**About this task:**
Leave out the pictures and restate the rest of the data exactly.

Stored data
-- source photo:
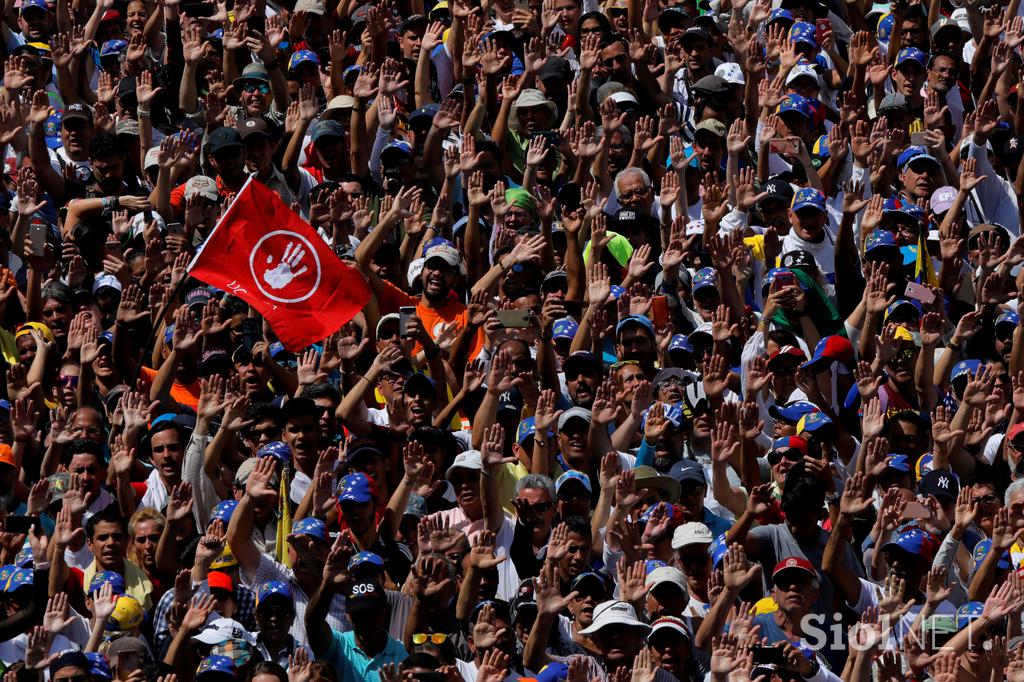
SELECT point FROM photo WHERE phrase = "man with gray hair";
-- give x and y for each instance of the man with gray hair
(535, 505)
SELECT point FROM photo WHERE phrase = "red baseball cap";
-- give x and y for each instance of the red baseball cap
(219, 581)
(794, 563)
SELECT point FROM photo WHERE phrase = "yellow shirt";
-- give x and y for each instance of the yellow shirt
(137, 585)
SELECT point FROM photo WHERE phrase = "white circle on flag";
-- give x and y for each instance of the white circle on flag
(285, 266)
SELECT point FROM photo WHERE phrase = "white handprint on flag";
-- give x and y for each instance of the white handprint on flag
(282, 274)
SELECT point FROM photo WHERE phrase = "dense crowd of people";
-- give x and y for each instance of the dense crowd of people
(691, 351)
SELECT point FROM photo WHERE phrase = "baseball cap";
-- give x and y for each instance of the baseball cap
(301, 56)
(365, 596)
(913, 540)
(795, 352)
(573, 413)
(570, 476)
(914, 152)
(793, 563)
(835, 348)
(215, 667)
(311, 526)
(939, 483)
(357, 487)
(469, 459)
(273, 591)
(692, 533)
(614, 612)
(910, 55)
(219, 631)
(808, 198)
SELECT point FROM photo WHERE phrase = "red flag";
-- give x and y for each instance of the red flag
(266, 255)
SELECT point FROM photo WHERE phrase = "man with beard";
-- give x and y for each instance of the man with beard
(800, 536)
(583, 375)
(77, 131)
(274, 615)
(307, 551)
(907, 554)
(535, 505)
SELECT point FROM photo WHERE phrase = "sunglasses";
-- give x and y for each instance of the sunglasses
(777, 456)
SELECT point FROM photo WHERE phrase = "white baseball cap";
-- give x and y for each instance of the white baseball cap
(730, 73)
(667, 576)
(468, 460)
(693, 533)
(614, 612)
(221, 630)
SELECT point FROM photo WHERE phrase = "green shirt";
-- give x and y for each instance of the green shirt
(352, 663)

**Worked solution:**
-- source photo:
SELECT point FROM photo WHERE phrase = "man with gray hair";
-- give x and y for each instance of the man with gray hair
(535, 505)
SELECT point FROM photo WHERE phrase = "red baseball cap";
-- give x and y for each instance of the red baseball cap
(219, 581)
(794, 563)
SELECT point FROM photo WHERE phrase = "yellow shirt";
-- give x and y for each instance of the yellow shirt
(137, 585)
SELECT point FROM photo WHERE phrase = "white circle on flag";
-- give x and y for each instance of the white circle on flag
(285, 266)
SELECT point FROM photo WHERE phrase = "white handprint on flag";
-- give x and y for each instance of the white handprint on flag
(282, 274)
SELECT point FROM photo WHERE phrase = "dense crowd of people";
-- give x and y for each instance of the dense crowd of people
(691, 351)
SELECT point FROM photo WHERE phrase = "baseball cap";
-- give x and y for each instance of the baseball cap
(301, 56)
(365, 596)
(913, 540)
(795, 352)
(573, 413)
(570, 476)
(914, 152)
(793, 563)
(835, 348)
(215, 667)
(311, 526)
(939, 483)
(357, 487)
(469, 459)
(273, 591)
(692, 533)
(614, 612)
(910, 55)
(219, 631)
(808, 198)
SELECT point FROM photo WHERE phrase = "red flag";
-- give x and y for each instance of the red flag
(266, 255)
SELECT point FROM photo WHERE phrase = "man with beard";
-- give x and y for each instance of the man with beard
(800, 536)
(583, 375)
(77, 131)
(274, 615)
(307, 551)
(907, 554)
(535, 505)
SELECT point FROM photo WHERE phrase = "sunglasses";
-- give x and y for each instance of the sunglasses
(777, 456)
SELECT point FROM photo WHERE phrase = "white baseball cap";
-- give x and y for each instance of the white baseball cap
(730, 73)
(667, 576)
(468, 460)
(693, 533)
(614, 612)
(221, 630)
SELECT point FROM photo WHERE phrase = "green shirt";
-- give x and y for each instance of the green shirt
(352, 663)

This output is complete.